- _SELECTED PASSAGE_:
★ ★ ★ ★ ★

Eliminate dependency from pageserver_api to postgres_ffi (#12273)

Introduce a separate `postgres_ffi_types` crate which contains a few types and functions that were used in the API. `postgres_ffi_types` is a much small crate than `postgres_ffi`, and it doesn't depend on bindgen or the Postgres C headers. Move NeonWalRecord and Value types to wal_decoder crate. They are only used in the pageserver-safekeeper "ingest" API. The rest of the ingest API types are defined in wal_decoder, so move these there as well.
2026-01-09 06:22:57 +00:00 · 2025-06-19 13:31:27 +03:00
parent 2ca6665f4a
commit 1950ccfe33
44 changed files with 183 additions and 128 deletions
--- a/libs/pageserver_api/src/key.rs
+++ b/libs/pageserver_api/src/key.rs
@@ -4,8 +4,8 @@ use std::ops::Range;
 use anyhow::{Result, bail};
 use byteorder::{BE, ByteOrder};
 use bytes::Bytes;
-use postgres_ffi::relfile_utils::{FSM_FORKNUM, VISIBILITYMAP_FORKNUM};
-use postgres_ffi::{Oid, RepOriginId};
+use postgres_ffi_types::forknum::{FSM_FORKNUM, VISIBILITYMAP_FORKNUM};
+use postgres_ffi_types::{Oid, RepOriginId};
 use serde::{Deserialize, Serialize};
 use utils::const_assert;

@@ -194,7 +194,7 @@ impl Key {
    /// will be rejected on the write path.
    #[allow(dead_code)]
    pub fn is_valid_key_on_write_path_strong(&self) -> bool {
-        use postgres_ffi::pg_constants::{DEFAULTTABLESPACE_OID, GLOBALTABLESPACE_OID};
+        use postgres_ffi_types::constants::{DEFAULTTABLESPACE_OID, GLOBALTABLESPACE_OID};
        if !self.is_i128_representable() {
            return false;
        }
--- a/libs/pageserver_api/src/keyspace.rs
+++ b/libs/pageserver_api/src/keyspace.rs
@@ -1,7 +1,6 @@
 use std::ops::Range;

 use itertools::Itertools;
-use postgres_ffi::BLCKSZ;

 use crate::key::Key;
 use crate::shard::{ShardCount, ShardIdentity};
@@ -269,9 +268,13 @@ impl KeySpace {
    /// Partition a key space into roughly chunks of roughly 'target_size' bytes
    /// in each partition.
    ///
-    pub fn partition(&self, shard_identity: &ShardIdentity, target_size: u64) -> KeyPartitioning {
-        // Assume that each value is 8k in size.

★ ★ ★ ★ ★

- _RECORDED DATA_:
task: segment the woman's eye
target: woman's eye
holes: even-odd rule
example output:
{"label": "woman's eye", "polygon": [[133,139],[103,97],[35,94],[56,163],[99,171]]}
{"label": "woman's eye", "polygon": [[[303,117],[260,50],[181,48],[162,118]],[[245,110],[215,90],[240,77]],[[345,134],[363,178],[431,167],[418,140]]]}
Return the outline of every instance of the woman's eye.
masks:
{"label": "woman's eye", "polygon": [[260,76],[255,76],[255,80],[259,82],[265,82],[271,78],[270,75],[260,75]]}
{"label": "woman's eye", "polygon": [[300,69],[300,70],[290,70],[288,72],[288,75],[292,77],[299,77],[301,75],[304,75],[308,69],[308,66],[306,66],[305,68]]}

★ ★ ★ ★ ★

- _REQUESTS_:
(a) Can you render the entries above as a two-column CSV with the headers request and answer, one row per entry, where each entry's request text and its answer sit in a single quoted field with line breaks replaced by spaces?
(b) Could you continue the commit diff about removing the pageserver_api dependency on postgres_ffi, picking up right after its last line?

- _OUTPUTS IN ORDER_:
(a)
request,answer
"task: segment the woman's eye target: woman's eye holes: even-odd rule example output: {""label"": ""woman's eye"", ""polygon"": [[133,139],[103,97],[35,94],[56,163],[99,171]]} {""label"": ""woman's eye"", ""polygon"": [[[303,117],[260,50],[181,48],[162,118]],[[245,110],[215,90],[240,77]],[[345,134],[363,178],[431,167],[418,140]]]} Return the outline of every instance of the woman's eye. masks:","{""label"": ""woman's eye"", ""polygon"": [[260,76],[255,76],[255,80],[259,82],[265,82],[271,78],[270,75],[260,75]]} {""label"": ""woman's eye"", ""polygon"": [[300,69],[300,70],[290,70],[288,72],[288,75],[292,77],[299,77],[301,75],[304,75],[308,69],[308,66],[306,66],[305,68]]}"

(b)
-        let target_nblocks = (target_size / BLCKSZ as u64) as u32;
+    pub fn partition(
+        &self,
+        shard_identity: &ShardIdentity,
+        target_size: u64,
+        block_size: u64,
+    ) -> KeyPartitioning {
+        let target_nblocks = (target_size / block_size) as u32;

        let mut parts = Vec::new();
        let mut current_part = Vec::new();
--- a/libs/pageserver_api/src/lib.rs
+++ b/libs/pageserver_api/src/lib.rs
@@ -6,11 +6,9 @@ pub mod key;
 pub mod keyspace;
 pub mod models;
 pub mod pagestream_api;
-pub mod record;
 pub mod reltag;
 pub mod shard;
 /// Public API types
 pub mod upcall_api;
-pub mod value;

 pub mod config;
--- a/libs/pageserver_api/src/pagestream_api.rs
+++ b/libs/pageserver_api/src/pagestream_api.rs
@@ -8,9 +8,15 @@ use crate::reltag::RelTag;

 use byteorder::{BigEndian, ReadBytesExt};
 use bytes::{Buf, BufMut, Bytes, BytesMut};
-use postgres_ffi::BLCKSZ;
 use utils::lsn::Lsn;

+/// Block size.
+///
+/// XXX: We assume 8k block size in the SLRU fetch API. It's not great to hardcode
+/// that in the protocol, because Postgres supports different block sizes as a compile
+/// time option.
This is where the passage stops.